> Short task
Using the records below, copy out exactly the line that contains "Mark a point on each instance of the hazy" and every line that follows it, up to and including the last, and no others.

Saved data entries
┄┄┄┄┄┄

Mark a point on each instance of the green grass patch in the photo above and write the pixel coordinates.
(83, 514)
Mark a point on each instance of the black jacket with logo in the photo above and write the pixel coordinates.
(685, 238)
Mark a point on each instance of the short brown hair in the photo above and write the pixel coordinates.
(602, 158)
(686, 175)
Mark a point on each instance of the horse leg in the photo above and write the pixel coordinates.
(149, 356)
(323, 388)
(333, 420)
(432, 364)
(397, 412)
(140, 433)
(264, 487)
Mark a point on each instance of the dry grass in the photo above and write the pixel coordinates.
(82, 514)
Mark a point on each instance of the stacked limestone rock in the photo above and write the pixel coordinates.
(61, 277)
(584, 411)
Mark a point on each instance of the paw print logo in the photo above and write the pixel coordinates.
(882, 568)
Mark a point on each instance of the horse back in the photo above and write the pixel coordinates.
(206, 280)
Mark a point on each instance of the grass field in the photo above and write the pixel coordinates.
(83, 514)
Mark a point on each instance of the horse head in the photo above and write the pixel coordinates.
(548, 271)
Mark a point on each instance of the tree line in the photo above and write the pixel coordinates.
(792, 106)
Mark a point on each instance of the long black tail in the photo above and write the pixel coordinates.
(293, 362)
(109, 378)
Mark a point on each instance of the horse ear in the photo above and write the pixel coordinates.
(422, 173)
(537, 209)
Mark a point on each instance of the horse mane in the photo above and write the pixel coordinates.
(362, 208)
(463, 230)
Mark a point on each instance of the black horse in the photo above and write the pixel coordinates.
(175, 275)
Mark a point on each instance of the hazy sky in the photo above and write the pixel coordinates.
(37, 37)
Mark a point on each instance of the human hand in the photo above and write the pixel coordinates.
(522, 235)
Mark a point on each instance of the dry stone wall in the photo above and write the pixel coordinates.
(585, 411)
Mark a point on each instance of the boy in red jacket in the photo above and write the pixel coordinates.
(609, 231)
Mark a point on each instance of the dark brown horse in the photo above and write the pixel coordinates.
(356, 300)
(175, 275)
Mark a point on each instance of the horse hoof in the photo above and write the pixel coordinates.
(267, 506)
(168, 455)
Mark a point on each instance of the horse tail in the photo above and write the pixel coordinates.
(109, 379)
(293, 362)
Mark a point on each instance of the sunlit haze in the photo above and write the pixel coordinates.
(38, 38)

┄┄┄┄┄┄

> Output
Mark a point on each instance of the hazy sky in the photo above and write the pixel coordinates.
(37, 37)
Mark a point on each instance of the human hand in the photo above and write the pixel coordinates.
(522, 235)
Mark a point on each instance of the dry stone wall in the photo above and write the pixel coordinates.
(585, 411)
Mark a point on each instance of the boy in red jacket in the photo above and write the pixel coordinates.
(609, 231)
Mark a point on each instance of the dark brown horse in the photo above and write the pixel coordinates.
(356, 300)
(175, 275)
Mark a point on each instance of the horse hoof in the photo above and write the pixel coordinates.
(267, 506)
(168, 455)
Mark a point on each instance of the horse tail in the photo above and write the pixel coordinates.
(109, 379)
(293, 362)
Mark a point on each instance of the sunlit haze in the photo above and write the pixel coordinates.
(38, 38)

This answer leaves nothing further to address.